▸ **OPDRACHT**
Hoe oud is het jongetje dat in de tekst over de peuterdagopvang voor het eerst naar binnen stapt?

▸ **GESELECTEERDE TEKST**

Skip to content

Beeld je eens in

Een jongetje van 2,5 jaar stapt de peuterdagopvang binnen. Hij weet nog helemaal niets van de wereld. Hij is nog geen meter lang, heeft weinig tot geen sociale vaardigheden en is een beetje mensenschuw. Hij heeft nog nooit zoveel kinderen bij elkaar gezien.

Zijn moeder neemt afscheid van hem, en laat hem vervolgens achter. Zijn moeder is een fantastische moeder. Voordat het jongetje naar de peuterdagopvang ging zorgde ze namelijk iedere dag heel goed voor hem. Ze deed spelletjes met hem, zorgde dat hij uitdaging had, ze zorgde ervoor dat hij zijn creativiteit kwijt kon, en ze zorgde ervoor dat hij in vrijheid dingen kon ondernemen. Hij kreeg alle aandacht van de wereld bij zijn moeder. Dat vond hij héél erg fijn. Zijn moeder begreep hem. Maar nu staat hij er alleen voor…

Tijden veranderen. Omgevingen veranderen. Maar jongetjes veranderen niet altijd gelijk mee. Wat blijkt: het jongetje heeft moeite om zich aan te passen aan de rest van de groep. Het jongetje krijgt niet meer de aandacht die hij gewend is te krijgen. Het jongetje mist uitdaging. Het jongetje mist vrijheid. Het jongetje mist het om zijn zin te krijgen. Het jongetje mist zijn oude leventje.

▸ **GEGEVEN INFORMATIE**
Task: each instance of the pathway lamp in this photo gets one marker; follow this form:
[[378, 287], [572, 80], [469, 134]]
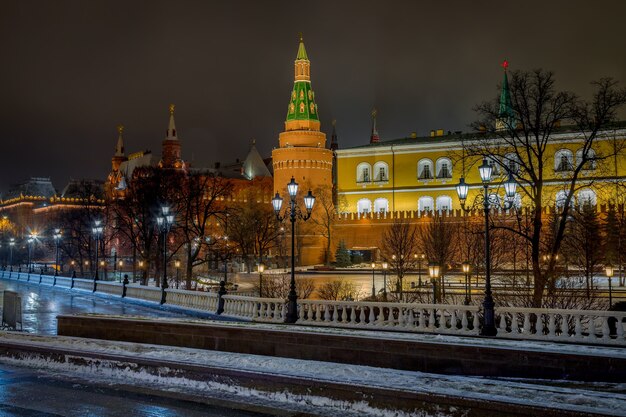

▸ **ANTWOORD**
Het jongetje is 2,5 jaar oud.